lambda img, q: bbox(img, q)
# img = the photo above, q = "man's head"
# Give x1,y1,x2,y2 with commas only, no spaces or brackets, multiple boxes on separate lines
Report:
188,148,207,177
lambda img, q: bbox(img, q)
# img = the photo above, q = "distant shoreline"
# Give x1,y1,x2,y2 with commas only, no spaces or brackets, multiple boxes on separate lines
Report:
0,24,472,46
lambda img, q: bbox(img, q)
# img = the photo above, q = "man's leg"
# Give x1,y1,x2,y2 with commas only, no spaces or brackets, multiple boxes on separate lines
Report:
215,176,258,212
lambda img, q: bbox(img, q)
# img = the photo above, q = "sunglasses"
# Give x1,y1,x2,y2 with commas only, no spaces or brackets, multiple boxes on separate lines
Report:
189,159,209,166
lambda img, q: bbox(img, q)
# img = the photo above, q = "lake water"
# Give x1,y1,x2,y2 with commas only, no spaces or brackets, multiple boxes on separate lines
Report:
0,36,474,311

• **WHAT IS BEING ASKED**
Write every row above as a two-column CSV headed input and output, with one line per row. Put the row's text under input and its answer under output, wrapping each field in double quotes and replacing line breaks with spaces.

• **OUTPUT OF THE TASK**
input,output
"lambda img, q: bbox(img, q) # img = the photo above, q = ""man's head"" # Give x1,y1,x2,y2 with commas only, no spaces or brackets, multiple boxes on separate lines Report:","188,148,207,177"
"lambda img, q: bbox(img, q) # img = the photo above, q = ""distant shoreline"" # Give x1,y1,x2,y2 with commas only, no spaces or brackets, multiple boxes on separate lines Report:","0,24,472,46"
"lambda img, q: bbox(img, q) # img = the photo above, q = ""man's leg"" # Give x1,y1,x2,y2 with commas only, no spaces or brackets, multiple boxes on separate lines Report:","215,176,258,212"
"lambda img, q: bbox(img, q) # img = the photo above, q = ""sunglasses"" # Give x1,y1,x2,y2 with commas only, no spaces or brackets, multiple boxes on separate lines Report:","189,159,209,166"
"lambda img, q: bbox(img, q) # img = the photo above, q = ""lake water"" # Give x1,y1,x2,y2 with commas only, no spaces or brackets, multiple boxes on separate lines Report:","0,36,474,311"